- ZU ERLEDIGENDE AUFGABEN -
1. Fassen Sie den Auszug zum BFH-Urteil in zwei Sätzen zusammen.
2. Schreiben Sie aus dem Auszug zum BFH-Urteil wortgetreu den Abschnitt ab, der bei „Der Fall:  Der“ beginnt und bei „BFH jetzt an.“ endet.

- AUSGEWÄHLTER AUSZUG -
“Auch für den Fall, dass eine Freiberuflerpraxis aufgrund gesetzlicher Anordnung veräußert wird, führt die Betriebsveräußerung innerhalb der fünfjährigen Behaltensfrist (§ 13a Abs. 5 ErbStG a.F.) zum Wegfall der Steuervergünstigungen nach § 13a Abs. 1 und 2 ErbStG a.F. “

 Das hat der BFH im Urteil v. 17.3.2010 – II R 3/09 (jetzt erst  veröffentlicht am 23.6.2010) entschieden. 

Der Fall:  Der minderjährige Kläger ist Alleinerbe seines 2006 verstorbenen Vaters, der eine Arztpraxis besaß. Da der Kläger nicht über die für eine Fortführung der freiberuflichen Praxis erforderliche Berufsqualifikation verfügte, beantragten seine gesetzlichen Vertreter bei der zuständigen Kassenärztlichen Vereinigung, den Vertragsarztsitz – also die Praxis – des Vaters öffentlich auszuschreiben. Nach der Ausschreibung wurde die Praxis 2007 im Namen und für Rechnung des Erben verkauft . In seiner Erbschaftsteuererklärung bezifferte der Erbe den Wert der zum Nachlass gehörenden Arztpraxis mit insgesamt 306.326 € und beantragte, ihm für das erworbene Betriebsvermögen die Steuerentlastungen des § 13a Abs. 1 und Abs. 2 des ErbStG zu gewähren. Das Finanzamt lehnte dies ab. Dieser Auffassung schloss sich der BFH jetzt an.

- ERFASSTE DATEN -
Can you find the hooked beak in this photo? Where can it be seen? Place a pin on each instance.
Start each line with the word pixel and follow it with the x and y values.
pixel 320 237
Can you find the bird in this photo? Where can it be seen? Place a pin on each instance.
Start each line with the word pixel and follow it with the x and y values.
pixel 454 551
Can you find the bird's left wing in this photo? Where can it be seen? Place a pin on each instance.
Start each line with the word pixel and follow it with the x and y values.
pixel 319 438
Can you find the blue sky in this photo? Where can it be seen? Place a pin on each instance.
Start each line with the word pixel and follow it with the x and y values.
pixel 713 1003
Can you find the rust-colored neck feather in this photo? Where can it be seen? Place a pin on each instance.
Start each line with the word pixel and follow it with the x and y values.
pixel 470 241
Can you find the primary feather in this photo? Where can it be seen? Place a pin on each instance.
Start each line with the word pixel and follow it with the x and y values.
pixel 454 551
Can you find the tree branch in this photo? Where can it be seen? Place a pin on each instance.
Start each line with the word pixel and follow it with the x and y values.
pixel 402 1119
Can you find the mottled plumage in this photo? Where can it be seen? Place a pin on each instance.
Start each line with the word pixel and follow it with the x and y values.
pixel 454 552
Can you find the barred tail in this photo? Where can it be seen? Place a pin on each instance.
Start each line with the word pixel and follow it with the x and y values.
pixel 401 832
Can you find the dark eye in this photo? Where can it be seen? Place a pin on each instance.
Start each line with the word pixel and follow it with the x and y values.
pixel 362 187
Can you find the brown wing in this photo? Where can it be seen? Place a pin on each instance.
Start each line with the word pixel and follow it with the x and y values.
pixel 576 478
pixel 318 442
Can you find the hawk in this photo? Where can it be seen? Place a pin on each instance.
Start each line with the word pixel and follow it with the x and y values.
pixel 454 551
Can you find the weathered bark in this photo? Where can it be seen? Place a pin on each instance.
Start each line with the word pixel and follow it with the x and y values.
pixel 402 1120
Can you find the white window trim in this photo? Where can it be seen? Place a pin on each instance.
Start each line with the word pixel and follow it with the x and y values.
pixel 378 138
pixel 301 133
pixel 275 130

- ANTWORTEN DER REIHE -
1. Der BFH hat mit Urteil vom 17.3.2010 (II R 3/09) entschieden, dass die Steuervergünstigungen nach § 13a Abs. 1 und 2 ErbStG a.F. auch dann entfallen, wenn eine Freiberuflerpraxis aufgrund gesetzlicher Anordnung innerhalb der fünfjährigen Behaltensfrist veräußert wird. Im zugrunde liegenden Fall ließ ein minderjähriger Alleinerbe die Arztpraxis seines 2006 verstorbenen Vaters mangels eigener Berufsqualifikation 2007 verkaufen, und das Finanzamt verweigerte ihm die beantragten Steuerentlastungen.

2.
Der Fall:  Der minderjährige Kläger ist Alleinerbe seines 2006 verstorbenen Vaters, der eine Arztpraxis besaß. Da der Kläger nicht über die für eine Fortführung der freiberuflichen Praxis erforderliche Berufsqualifikation verfügte, beantragten seine gesetzlichen Vertreter bei der zuständigen Kassenärztlichen Vereinigung, den Vertragsarztsitz – also die Praxis – des Vaters öffentlich auszuschreiben. Nach der Ausschreibung wurde die Praxis 2007 im Namen und für Rechnung des Erben verkauft . In seiner Erbschaftsteuererklärung bezifferte der Erbe den Wert der zum Nachlass gehörenden Arztpraxis mit insgesamt 306.326 € und beantragte, ihm für das erworbene Betriebsvermögen die Steuerentlastungen des § 13a Abs. 1 und Abs. 2 des ErbStG zu gewähren. Das Finanzamt lehnte dies ab. Dieser Auffassung schloss sich der BFH jetzt an.